Imparare giocando. Incontro sul progetto “Nidi di comunità” a Petruro Irpino
di hayetcoop
Lo scorso 6 settembre la sala consiliare di Petruro Irpino ha ospitato un seminario informativo e formativo, rivolto ai genitori dei beneficiari del nido di comunità locale, sull’importanza del gioco nella crescita.
Un lavoro di squadra o, meglio, “un gioco di squadra”, per dirla con le parole del presidente della Rete di Economia Civile ‘Consorzio Sale della Terra’, Angelo Moretti, intervenuto a “Imparare giocando – Il gioco nello sviluppo affettivo, cognitivo e sociale”. Si tratta del primo incontro formativo e informativo rivolto ai genitori dei beneficiari del Nido di Comunità di Petruro Irpino, svoltosi venerdì 6 settembre nell’aula consiliare di via Ettore Capozzi. Un incontro che è stato solo il primo di una serie di appuntamenti rivolti alle mamme e ai papà del territorio.

PROBLEMA BREVE 1 => Restituisci ogni riga del dataset che contiene la stringa "power", distinguendo tra maiuscole e minuscole.
Il brano e le righe del dataset sono materiali indipendenti tra loro.

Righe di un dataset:
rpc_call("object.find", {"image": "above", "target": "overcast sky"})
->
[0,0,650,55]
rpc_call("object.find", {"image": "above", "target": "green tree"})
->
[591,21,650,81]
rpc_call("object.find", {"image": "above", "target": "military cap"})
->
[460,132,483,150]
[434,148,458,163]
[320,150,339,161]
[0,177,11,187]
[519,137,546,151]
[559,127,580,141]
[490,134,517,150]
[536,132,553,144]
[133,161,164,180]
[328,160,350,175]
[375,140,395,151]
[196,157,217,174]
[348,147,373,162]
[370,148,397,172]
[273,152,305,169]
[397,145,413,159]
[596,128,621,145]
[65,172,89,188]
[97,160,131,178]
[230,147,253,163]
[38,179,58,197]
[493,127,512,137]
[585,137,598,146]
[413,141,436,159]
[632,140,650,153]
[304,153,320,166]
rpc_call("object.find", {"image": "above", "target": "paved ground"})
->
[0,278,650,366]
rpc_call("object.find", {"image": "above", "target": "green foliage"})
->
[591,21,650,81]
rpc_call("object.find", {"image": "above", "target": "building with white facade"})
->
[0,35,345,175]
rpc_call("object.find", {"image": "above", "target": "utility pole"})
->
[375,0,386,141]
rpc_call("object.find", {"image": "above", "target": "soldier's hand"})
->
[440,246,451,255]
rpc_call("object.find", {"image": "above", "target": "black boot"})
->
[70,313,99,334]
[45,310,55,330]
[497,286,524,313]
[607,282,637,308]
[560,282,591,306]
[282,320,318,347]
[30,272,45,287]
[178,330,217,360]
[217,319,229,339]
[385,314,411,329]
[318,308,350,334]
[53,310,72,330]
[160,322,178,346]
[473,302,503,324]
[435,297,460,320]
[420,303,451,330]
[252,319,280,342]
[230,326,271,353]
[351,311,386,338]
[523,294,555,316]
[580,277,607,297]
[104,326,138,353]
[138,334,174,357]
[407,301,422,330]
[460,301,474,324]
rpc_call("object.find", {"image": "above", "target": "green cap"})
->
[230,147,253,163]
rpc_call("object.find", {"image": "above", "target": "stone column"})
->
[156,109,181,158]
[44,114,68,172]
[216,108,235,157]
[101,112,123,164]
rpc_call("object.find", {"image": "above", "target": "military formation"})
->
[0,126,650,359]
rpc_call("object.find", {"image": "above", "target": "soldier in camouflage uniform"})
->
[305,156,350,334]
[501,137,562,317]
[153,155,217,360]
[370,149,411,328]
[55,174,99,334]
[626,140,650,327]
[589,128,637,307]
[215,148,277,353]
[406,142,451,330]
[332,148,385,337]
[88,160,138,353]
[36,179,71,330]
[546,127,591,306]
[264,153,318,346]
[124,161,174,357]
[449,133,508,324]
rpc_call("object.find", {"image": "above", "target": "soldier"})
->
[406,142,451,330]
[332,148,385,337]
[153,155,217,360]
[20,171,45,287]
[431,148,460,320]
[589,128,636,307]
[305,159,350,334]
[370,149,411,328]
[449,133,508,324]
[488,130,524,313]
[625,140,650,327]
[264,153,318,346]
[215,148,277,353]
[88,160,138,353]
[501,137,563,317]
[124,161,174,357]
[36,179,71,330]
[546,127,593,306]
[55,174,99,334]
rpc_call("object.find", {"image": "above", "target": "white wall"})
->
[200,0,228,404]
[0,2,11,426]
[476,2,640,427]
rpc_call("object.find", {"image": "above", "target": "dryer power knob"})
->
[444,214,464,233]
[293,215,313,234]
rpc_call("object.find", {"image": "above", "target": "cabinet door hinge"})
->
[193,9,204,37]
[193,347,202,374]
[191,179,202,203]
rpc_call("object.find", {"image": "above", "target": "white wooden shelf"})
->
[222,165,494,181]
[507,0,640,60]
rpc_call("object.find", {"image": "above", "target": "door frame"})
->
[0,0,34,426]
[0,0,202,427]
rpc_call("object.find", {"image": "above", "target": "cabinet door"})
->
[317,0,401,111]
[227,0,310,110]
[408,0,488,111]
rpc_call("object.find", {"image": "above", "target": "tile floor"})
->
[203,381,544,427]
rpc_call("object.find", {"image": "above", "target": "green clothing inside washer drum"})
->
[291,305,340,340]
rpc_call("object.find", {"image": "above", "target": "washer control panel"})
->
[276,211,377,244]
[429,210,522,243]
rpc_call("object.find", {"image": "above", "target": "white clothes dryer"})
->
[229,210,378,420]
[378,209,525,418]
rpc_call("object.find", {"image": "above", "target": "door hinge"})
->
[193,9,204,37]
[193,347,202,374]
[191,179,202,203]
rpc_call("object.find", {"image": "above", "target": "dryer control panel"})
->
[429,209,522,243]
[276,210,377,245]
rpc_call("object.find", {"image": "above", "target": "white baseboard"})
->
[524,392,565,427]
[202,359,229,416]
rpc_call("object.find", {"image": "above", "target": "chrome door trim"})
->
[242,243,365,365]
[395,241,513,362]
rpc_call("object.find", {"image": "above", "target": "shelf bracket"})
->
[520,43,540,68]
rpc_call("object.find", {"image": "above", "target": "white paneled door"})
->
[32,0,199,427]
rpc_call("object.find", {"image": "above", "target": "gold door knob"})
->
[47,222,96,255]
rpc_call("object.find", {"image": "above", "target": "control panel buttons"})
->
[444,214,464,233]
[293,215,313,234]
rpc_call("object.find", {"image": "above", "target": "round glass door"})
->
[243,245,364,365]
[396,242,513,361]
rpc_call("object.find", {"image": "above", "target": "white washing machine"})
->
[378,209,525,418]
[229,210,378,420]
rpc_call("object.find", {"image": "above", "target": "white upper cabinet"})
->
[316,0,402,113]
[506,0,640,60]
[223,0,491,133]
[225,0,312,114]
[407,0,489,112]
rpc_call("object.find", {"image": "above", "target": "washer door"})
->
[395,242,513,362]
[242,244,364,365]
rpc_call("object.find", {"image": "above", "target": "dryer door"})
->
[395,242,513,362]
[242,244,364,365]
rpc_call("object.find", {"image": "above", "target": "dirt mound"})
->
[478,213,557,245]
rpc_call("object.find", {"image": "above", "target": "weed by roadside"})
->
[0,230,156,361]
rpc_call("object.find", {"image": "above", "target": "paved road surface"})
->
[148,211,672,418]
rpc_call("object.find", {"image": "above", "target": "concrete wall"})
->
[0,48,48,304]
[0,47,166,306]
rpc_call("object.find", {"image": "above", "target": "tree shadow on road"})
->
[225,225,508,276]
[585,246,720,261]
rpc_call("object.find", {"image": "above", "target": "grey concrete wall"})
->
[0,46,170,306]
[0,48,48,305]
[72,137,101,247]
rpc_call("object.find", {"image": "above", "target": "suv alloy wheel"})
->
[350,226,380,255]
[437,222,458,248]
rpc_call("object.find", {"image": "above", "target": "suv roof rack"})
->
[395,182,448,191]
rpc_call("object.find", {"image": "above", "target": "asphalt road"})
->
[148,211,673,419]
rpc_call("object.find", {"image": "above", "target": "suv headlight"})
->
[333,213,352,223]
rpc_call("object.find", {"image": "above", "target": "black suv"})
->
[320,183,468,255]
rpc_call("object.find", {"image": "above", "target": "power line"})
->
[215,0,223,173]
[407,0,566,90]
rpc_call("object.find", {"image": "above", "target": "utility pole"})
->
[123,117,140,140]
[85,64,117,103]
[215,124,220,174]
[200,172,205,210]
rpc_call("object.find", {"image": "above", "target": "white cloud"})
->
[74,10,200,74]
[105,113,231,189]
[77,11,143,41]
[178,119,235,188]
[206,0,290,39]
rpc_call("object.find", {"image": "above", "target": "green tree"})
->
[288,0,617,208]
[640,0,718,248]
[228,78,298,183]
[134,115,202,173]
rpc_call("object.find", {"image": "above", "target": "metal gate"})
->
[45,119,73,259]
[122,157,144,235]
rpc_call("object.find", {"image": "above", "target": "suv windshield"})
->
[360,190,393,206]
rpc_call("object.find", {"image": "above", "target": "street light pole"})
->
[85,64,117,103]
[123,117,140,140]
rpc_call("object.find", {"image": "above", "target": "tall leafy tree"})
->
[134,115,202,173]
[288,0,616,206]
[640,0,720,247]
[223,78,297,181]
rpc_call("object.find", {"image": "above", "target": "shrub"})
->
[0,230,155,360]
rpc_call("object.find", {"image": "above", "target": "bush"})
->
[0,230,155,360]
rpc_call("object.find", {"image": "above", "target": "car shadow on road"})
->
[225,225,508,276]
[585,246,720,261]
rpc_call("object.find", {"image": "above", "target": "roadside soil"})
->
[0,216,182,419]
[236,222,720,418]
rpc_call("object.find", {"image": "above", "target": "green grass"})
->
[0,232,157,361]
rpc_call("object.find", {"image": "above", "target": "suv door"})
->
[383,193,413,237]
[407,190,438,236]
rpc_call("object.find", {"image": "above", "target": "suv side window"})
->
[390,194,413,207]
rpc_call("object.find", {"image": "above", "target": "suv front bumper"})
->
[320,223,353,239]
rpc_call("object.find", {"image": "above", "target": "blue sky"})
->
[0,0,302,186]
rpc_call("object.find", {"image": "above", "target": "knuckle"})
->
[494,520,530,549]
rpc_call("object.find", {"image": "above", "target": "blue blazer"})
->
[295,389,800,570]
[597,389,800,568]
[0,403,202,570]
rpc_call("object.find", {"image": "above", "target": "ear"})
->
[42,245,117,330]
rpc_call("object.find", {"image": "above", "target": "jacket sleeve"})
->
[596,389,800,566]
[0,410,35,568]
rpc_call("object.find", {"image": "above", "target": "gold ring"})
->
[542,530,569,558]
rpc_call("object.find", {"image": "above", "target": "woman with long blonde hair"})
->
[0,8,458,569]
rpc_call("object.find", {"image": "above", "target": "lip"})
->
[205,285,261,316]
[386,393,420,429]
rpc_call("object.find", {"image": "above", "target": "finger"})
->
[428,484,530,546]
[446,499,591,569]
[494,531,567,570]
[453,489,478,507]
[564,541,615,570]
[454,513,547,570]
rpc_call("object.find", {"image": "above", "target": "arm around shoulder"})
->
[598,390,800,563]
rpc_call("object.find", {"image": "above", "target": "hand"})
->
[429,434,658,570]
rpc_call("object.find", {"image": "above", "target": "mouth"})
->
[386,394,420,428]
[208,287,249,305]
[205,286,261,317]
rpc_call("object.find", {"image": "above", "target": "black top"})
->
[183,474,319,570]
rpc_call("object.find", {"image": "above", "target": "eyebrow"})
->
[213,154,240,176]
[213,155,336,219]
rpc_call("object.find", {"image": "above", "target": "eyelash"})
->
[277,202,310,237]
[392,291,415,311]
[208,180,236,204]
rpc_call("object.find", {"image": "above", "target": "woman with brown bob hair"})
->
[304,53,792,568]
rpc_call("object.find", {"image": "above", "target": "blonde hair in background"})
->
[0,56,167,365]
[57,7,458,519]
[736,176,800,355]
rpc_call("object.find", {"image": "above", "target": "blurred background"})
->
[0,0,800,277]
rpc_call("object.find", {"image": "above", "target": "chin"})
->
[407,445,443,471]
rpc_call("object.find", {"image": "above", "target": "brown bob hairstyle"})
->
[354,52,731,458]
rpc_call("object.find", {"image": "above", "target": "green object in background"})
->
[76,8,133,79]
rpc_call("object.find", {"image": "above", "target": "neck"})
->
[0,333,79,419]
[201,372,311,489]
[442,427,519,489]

PROBLEMA BREVE 2 => Secondo il brano, in che giorno e in quale luogo si è tenuto l'incontro "Imparare giocando"?

OUTPUT ATTESO 1 =>
rpc_call("object.find", {"image": "above", "target": "dryer power knob"})
rpc_call("object.find", {"image": "above", "target": "power line"})

OUTPUT ATTESO 2 => Venerdì 6 settembre, nell'aula consiliare di via Ettore Capozzi a Petruro Irpino.